SHORT PROBLEM A. List every monthly price mentioned in the internet companies column, with the service each one was for.
SHORT PROBLEM B. Please write out the passage of the internet companies column that begins at the words "I think it was" and stops after "AOL stock soared.".
SHORT PROBLEM C. In the internet companies column, how much did the writer get from the computer consignment shop for the Pentium computer?

Financial Sense   Home  l  Market Monitor  l  Market WrapUp  l  Storm Watch  l  About Us  l  Contact Us

Today's WrapUp by Martin Goldberg 03.30.2006  Mon   Tue   Wed   Thu   Fri   Archive


Thinking Out Loud On Internet Companies

Some time in the mid’90s, my family bought our second computer; a $1,400 Packard Bell which contained an Intel Pentium processor, a 2X CD drive and a 2400 baud modem. Our first computer had two 5” floppy drives and a 20 megabyte hard drive. It ran MS DOS. That first computer became obsolete when I tried to use it to run a piano teaching program called “The Miracle” for my then 7 year old daughter. Each “exercise” took a minute to grade on the slow processor. With the new computer, running MS Windows 3.1, I could work at home on word processing documents (Wordstar), or spreadsheets (Lotus), and my daughter could do homework assignments and play mediocre games as well as play with “The Miracle” keyboard. 

Sometime in the mid-90s, there was a new service known as Prodigy which cost about $15.00 a month. Our family tried it, but it didn’t have any particular appeal except for email, but even so, our family’s assigned address was something like 39u85i30w@prodigy.com. Who could remember that?

I think it was 1996 when the AOL service became popular, with its clean design and higher speed. That was a valuable service, where you could look at news, weather, and sports and assign yourself an email address that was logical such as Martin222@aol.com. AOL had a little Icon which looked like a globe, when clicked on, would bring up a non-AOL platform that was known as the “internet.” When we first subscribed to AOL it was about $10.00 a month, but they charged by the minute and this got too expensive. Soon, in 1996, AOL offered unlimited service for about $22/month. After signing up, it became apparent that business was good at AOL (too good). It was practically impossible to sign on due to modem demand exceeding AOL’s supply. AOL offered no money back though. After a few weeks, the access problem was corrected. From its inception through early 2000, AOL stock soared.

Around 1997 and 1998 internet service providers began to advertise unlimited access to the internet for about $15/month. Still my family was using AOL, and it was no problem paying the price premium for the popular AOL service. Who needed the hassle? One day I happened upon www.yahoo.com after having clicked on the little AOL “globe.” There was a clean page with all varieties of interesting topics all hyperlinked in a similar manner to what was on AOL, but not part of AOL. I remember thinking that with www.yahoo.com if my internet service were “faster” we wouldn’t need AOL at all.

After talking to my friends, I found out that the slowness on the internet wasn’t the internet service provider’s fault; it was because of the slowness of the computer processor and modem. This problem could be corrected with a Pentium II processor based (new computer) that was running Windows 95. I traded in the Pentium computer and got $300 from a computer consignment shop (out of business within 1 year), and bought a bottom-of-the-line non-Intel processor based Compaq. After logging onto AOL, and clicking on the globe and getting to Yahoo.com, the speed problem was eliminated. I canceled AOL, and subscribed to Erols.com. Three years later and over 300% in stock market gains occurred before AOL stock topped in late 1999. Today, the AOL service is not a significant part of Time Warner or anything else.

[Location identification entries]
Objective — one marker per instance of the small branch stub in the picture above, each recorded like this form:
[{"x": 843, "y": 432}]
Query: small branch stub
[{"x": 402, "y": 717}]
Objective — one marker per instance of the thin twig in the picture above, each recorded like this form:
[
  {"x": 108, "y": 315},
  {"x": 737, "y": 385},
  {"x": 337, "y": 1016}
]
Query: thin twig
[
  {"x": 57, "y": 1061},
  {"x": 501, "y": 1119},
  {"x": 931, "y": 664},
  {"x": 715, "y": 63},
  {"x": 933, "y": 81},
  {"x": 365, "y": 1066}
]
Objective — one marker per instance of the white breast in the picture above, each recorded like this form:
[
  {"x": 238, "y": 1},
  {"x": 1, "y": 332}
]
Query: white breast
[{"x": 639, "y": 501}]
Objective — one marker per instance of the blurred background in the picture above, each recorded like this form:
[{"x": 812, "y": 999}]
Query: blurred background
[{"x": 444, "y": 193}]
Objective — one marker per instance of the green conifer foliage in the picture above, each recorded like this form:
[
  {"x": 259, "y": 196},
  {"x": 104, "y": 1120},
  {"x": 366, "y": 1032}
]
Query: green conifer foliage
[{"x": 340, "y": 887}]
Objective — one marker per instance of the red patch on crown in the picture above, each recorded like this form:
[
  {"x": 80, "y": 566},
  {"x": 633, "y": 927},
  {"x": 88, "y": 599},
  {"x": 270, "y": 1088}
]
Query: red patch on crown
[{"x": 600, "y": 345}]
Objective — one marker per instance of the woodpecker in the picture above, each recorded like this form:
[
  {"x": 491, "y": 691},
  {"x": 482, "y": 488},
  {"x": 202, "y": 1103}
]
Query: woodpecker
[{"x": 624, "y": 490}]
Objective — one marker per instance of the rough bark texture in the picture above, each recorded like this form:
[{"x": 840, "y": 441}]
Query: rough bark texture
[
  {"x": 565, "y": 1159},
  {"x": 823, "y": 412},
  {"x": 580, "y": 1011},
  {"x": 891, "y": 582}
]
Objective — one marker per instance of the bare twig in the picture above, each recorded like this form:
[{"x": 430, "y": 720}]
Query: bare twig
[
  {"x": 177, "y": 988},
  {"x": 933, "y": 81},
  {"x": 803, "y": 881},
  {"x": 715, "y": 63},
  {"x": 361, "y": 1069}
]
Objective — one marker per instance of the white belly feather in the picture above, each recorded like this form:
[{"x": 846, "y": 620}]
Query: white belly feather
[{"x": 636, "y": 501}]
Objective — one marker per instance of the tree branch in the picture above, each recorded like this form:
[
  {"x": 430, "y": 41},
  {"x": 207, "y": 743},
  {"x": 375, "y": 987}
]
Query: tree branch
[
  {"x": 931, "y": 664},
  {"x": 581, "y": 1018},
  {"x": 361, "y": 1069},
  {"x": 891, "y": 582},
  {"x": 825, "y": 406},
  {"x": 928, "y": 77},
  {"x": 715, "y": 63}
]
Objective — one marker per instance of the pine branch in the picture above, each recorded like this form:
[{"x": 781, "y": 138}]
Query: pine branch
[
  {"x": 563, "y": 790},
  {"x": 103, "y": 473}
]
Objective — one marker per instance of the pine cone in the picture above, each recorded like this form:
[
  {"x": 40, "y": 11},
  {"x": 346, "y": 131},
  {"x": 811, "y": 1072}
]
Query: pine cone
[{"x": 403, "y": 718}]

WRITTEN RESPONSE A.
- About $15.00 a month for Prodigy
- About $10.00 a month for AOL when the family first subscribed, charged by the minute
- About $22/month for AOL's unlimited service in 1996
- About $15/month for unlimited internet access from internet service providers around 1997 and 1998

WRITTEN RESPONSE B.
I think it was 1996 when the AOL service became popular, with its clean design and higher speed. That was a valuable service, where you could look at news, weather, and sports and assign yourself an email address that was logical such as Martin222@aol.com. AOL had a little Icon which looked like a globe, when clicked on, would bring up a non-AOL platform that was known as the “internet.” When we first subscribed to AOL it was about $10.00 a month, but they charged by the minute and this got too expensive. Soon, in 1996, AOL offered unlimited service for about $22/month. After signing up, it became apparent that business was good at AOL (too good). It was practically impossible to sign on due to modem demand exceeding AOL’s supply. AOL offered no money back though. After a few weeks, the access problem was corrected. From its inception through early 2000, AOL stock soared.

WRITTEN RESPONSE C. $300.